Show each line below that contains the string "tank", copying every such line in full. Matching is case-sensitive.

**GIVEN RECORDS**
════════

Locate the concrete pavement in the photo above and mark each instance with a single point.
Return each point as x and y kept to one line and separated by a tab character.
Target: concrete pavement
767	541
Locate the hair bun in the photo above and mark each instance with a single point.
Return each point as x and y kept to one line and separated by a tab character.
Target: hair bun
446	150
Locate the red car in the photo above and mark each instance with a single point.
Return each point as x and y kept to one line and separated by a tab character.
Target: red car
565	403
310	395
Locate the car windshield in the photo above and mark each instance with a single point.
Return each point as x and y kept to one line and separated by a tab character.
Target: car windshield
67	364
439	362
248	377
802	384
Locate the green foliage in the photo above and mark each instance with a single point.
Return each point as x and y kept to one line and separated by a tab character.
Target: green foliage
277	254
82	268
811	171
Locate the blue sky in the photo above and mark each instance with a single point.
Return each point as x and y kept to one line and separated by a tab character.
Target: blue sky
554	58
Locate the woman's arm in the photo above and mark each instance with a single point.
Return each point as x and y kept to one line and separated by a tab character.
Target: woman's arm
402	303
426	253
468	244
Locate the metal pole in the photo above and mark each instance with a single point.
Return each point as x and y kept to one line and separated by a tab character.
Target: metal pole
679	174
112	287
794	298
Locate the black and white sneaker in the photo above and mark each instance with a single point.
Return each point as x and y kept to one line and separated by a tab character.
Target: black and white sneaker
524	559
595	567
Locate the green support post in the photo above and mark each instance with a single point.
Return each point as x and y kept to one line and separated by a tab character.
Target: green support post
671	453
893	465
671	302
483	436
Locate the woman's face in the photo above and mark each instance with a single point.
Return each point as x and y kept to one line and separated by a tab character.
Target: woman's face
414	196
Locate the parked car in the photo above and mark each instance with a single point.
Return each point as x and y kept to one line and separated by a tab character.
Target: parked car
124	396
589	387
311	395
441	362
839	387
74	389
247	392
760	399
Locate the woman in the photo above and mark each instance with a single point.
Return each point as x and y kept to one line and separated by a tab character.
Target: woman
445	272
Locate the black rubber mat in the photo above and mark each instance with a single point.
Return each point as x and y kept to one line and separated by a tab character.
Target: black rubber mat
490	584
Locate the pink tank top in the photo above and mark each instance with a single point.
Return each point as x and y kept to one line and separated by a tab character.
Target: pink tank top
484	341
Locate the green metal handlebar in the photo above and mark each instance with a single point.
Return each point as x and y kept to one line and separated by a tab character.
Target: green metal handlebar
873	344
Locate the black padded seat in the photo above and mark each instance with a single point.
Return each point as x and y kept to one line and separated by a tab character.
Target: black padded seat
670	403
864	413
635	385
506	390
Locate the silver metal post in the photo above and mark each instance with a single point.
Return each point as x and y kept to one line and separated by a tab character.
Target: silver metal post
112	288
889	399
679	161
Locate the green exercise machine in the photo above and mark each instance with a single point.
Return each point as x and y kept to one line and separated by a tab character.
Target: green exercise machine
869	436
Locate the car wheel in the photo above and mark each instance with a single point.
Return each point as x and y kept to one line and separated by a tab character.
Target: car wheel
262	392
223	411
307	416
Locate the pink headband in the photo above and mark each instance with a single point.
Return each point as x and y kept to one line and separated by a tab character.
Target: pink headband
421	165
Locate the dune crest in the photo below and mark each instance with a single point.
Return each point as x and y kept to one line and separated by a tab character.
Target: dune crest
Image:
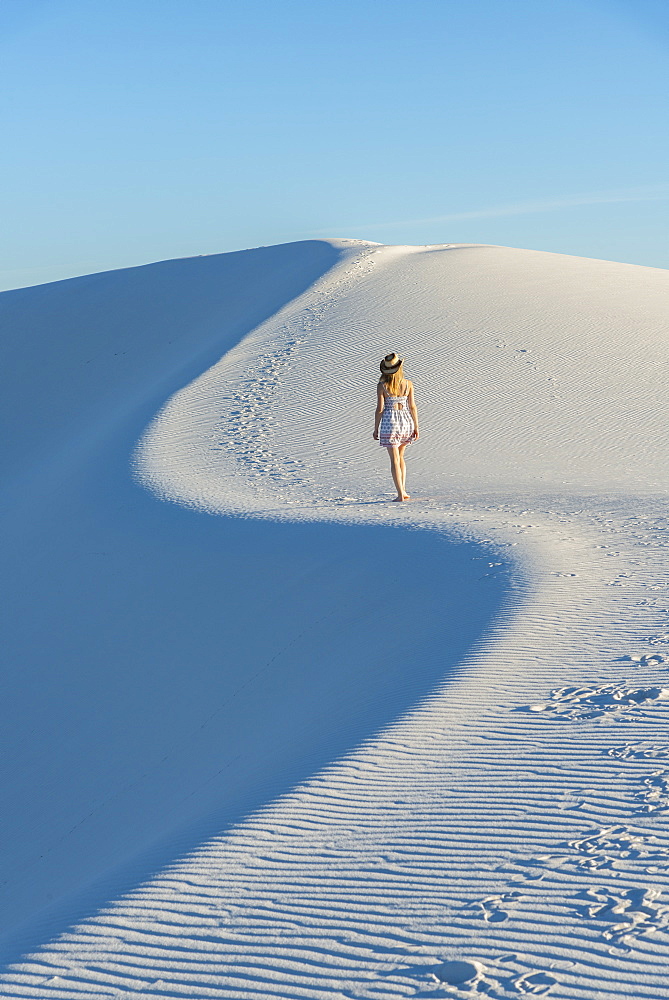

════════

**RESULT OF THIS TASK**
Locate the pink tank top in the photo above and mark each instance with a single point.
Target: pink tank top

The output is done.